=== RECORDS SHOWN ===
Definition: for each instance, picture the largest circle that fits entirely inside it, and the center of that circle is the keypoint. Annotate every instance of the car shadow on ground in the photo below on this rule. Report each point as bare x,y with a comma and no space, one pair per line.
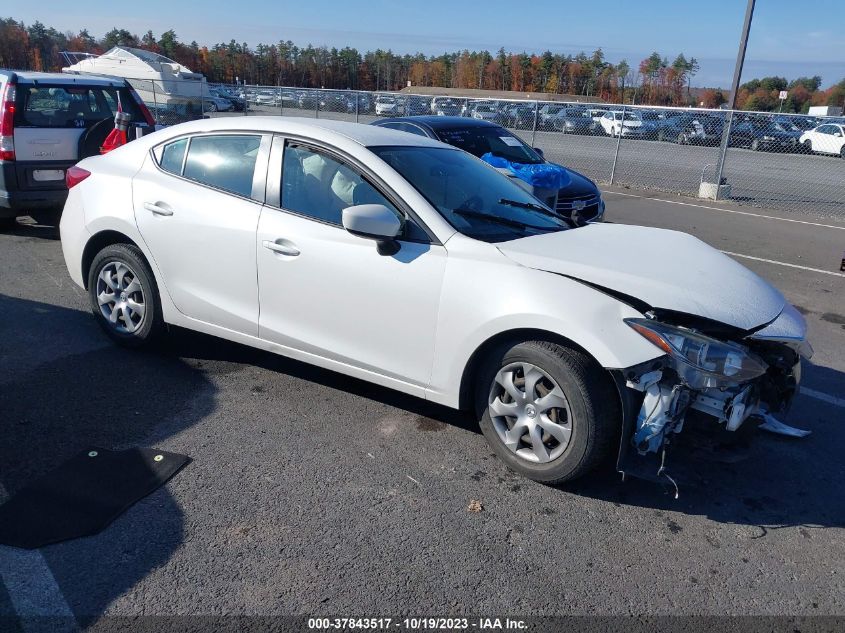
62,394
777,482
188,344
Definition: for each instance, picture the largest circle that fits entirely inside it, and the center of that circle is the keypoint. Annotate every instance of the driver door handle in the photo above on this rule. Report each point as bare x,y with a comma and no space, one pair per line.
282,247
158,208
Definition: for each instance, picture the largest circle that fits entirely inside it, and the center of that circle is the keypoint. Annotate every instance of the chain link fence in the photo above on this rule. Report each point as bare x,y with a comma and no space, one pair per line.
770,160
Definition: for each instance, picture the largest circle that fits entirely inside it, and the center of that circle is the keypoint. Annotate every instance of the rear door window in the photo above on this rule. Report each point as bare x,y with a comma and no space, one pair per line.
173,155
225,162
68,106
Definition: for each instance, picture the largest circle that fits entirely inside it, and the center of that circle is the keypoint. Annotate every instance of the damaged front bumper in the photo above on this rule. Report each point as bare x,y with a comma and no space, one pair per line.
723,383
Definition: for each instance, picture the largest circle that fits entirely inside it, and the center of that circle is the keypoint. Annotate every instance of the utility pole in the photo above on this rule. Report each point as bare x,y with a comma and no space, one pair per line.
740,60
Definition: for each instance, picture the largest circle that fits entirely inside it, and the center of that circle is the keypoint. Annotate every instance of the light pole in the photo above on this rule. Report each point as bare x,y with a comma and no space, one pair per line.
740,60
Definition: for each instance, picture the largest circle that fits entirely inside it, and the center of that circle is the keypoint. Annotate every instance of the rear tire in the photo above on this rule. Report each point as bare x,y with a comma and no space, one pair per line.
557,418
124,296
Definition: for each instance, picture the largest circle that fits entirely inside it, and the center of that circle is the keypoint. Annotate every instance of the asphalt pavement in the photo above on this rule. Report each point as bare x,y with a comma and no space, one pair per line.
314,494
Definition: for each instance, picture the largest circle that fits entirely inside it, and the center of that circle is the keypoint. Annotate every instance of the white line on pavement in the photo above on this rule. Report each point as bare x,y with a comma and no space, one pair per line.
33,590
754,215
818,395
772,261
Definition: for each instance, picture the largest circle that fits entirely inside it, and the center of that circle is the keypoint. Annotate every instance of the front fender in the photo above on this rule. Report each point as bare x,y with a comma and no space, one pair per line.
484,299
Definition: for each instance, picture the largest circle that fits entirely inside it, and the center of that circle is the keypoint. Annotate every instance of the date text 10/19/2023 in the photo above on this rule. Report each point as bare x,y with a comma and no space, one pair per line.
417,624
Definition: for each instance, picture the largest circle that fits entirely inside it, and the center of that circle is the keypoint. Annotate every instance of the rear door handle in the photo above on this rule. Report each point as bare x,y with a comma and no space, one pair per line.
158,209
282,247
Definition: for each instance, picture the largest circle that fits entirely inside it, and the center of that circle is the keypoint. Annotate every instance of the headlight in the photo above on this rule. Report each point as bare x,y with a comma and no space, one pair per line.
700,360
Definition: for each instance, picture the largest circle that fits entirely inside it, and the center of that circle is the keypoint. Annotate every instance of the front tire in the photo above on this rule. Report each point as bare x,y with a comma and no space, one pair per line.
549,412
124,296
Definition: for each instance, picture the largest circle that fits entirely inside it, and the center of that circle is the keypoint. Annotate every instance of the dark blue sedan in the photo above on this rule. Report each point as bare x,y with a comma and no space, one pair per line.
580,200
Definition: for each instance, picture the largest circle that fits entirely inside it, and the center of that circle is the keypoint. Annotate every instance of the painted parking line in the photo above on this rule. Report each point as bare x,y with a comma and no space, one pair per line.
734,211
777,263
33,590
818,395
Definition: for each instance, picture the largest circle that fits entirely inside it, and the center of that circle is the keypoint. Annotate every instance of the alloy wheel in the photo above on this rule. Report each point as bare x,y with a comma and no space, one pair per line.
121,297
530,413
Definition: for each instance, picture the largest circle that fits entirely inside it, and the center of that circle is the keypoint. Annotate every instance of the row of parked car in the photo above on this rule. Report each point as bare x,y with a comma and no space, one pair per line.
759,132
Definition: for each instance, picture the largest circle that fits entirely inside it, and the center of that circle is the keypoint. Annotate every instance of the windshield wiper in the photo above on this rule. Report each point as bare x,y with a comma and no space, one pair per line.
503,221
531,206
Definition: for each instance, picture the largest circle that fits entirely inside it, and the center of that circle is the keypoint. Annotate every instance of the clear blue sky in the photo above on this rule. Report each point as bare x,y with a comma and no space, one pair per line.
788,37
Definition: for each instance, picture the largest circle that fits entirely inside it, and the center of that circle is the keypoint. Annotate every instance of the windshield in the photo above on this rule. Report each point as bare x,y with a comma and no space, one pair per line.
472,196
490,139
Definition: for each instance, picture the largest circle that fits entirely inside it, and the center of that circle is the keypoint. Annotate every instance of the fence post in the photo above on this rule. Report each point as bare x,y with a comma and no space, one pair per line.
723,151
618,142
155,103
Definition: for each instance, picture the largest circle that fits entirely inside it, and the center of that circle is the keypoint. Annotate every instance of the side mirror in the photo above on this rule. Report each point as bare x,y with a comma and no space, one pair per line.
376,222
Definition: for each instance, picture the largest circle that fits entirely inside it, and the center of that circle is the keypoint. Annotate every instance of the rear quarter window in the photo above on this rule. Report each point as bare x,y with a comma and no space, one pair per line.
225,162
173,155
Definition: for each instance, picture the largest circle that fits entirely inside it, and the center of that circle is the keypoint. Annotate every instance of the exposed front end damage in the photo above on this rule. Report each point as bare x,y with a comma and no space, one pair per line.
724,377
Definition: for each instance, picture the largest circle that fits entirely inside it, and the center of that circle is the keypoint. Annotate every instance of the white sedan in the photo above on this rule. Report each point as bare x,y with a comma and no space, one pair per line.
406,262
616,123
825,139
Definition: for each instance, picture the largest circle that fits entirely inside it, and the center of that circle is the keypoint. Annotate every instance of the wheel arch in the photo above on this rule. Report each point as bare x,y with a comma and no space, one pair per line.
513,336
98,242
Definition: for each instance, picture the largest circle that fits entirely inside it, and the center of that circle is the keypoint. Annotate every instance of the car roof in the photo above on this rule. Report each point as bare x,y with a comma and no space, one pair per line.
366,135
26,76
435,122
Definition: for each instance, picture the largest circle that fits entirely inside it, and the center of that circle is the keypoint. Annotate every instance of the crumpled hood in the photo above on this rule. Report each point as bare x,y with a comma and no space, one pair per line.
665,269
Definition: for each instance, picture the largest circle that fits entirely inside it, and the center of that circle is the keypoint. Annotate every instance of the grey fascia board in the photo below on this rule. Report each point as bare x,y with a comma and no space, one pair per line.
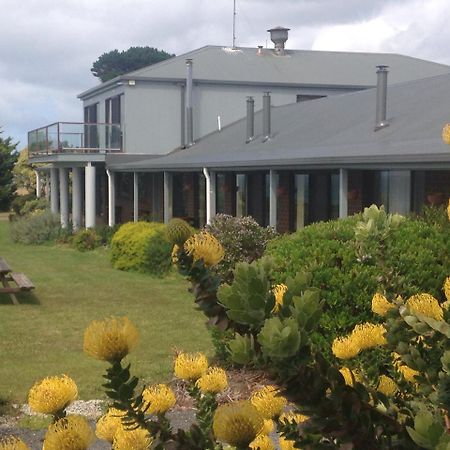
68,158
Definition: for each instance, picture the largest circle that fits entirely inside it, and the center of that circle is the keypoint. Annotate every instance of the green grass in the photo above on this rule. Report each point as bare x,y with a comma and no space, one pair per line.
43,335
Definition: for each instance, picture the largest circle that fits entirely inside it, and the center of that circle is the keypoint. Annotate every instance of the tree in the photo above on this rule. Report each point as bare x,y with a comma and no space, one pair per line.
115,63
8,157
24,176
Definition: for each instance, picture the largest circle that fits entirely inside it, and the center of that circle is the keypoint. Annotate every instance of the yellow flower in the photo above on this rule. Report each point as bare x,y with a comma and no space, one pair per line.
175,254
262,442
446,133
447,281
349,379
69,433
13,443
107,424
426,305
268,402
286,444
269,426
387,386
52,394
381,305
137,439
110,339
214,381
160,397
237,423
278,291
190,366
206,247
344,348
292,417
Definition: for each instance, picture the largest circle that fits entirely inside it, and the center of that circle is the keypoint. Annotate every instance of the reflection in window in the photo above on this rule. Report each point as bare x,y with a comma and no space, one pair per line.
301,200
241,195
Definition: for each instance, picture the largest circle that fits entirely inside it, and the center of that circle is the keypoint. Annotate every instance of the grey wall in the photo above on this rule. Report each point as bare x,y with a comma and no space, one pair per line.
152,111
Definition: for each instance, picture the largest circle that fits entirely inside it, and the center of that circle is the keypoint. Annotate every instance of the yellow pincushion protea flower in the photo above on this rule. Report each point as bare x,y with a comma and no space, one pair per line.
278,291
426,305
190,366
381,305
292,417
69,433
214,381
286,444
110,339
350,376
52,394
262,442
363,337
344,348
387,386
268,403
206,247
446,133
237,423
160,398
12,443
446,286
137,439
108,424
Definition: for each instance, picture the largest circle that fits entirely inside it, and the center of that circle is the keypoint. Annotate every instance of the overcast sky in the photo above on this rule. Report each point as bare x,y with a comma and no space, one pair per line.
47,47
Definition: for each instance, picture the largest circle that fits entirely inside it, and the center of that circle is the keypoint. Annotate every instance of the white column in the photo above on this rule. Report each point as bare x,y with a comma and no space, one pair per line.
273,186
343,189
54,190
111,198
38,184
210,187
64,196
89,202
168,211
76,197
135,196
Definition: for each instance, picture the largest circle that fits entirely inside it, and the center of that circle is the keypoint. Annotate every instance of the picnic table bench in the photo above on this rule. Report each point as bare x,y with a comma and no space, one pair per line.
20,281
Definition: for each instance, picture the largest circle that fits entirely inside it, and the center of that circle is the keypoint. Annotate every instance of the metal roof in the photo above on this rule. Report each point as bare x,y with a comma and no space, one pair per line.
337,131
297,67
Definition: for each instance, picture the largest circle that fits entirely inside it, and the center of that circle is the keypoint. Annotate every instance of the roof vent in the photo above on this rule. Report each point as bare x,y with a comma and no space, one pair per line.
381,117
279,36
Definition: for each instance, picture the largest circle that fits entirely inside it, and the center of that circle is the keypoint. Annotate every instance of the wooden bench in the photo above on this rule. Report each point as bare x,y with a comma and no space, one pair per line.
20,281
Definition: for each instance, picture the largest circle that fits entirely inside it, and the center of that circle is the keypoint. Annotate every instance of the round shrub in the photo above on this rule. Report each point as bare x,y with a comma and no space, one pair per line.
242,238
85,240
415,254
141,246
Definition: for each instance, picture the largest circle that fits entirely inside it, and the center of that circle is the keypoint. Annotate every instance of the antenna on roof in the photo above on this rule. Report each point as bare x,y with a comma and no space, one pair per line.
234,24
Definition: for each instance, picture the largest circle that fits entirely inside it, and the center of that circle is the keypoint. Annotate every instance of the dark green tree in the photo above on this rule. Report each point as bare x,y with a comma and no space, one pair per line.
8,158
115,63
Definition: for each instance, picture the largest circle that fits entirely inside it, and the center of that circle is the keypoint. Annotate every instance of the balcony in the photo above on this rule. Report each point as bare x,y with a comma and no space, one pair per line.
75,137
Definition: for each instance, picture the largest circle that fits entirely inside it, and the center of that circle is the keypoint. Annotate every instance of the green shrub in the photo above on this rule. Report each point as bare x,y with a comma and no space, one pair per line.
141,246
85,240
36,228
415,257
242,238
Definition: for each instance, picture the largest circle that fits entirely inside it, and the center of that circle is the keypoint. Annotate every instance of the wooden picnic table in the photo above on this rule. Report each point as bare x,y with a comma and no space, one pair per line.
===
WHAT THE TASK REQUIRES: The answer must be exactly the lines from the one containing "the green shrub" through the final line of the data, both ends included, and nothing else.

REPLY:
Definition: for each instance, picture the largest circle that fits entirely inside it, and the center of that circle is the keypoint. Annotate every instance of the green shrub in the photo above on this rule. Report each point as bare x,y with a comma and no space, one pair per line.
141,246
85,240
36,228
415,257
242,238
Definition: for each instance, picture the largest circle that fits entirely inside it, and the center of that circle is the keypoint. Annotate every instance of the wooden picnic table in the photo above on this rule. Report each point as bare x,y with a comma and no space, one pair per line.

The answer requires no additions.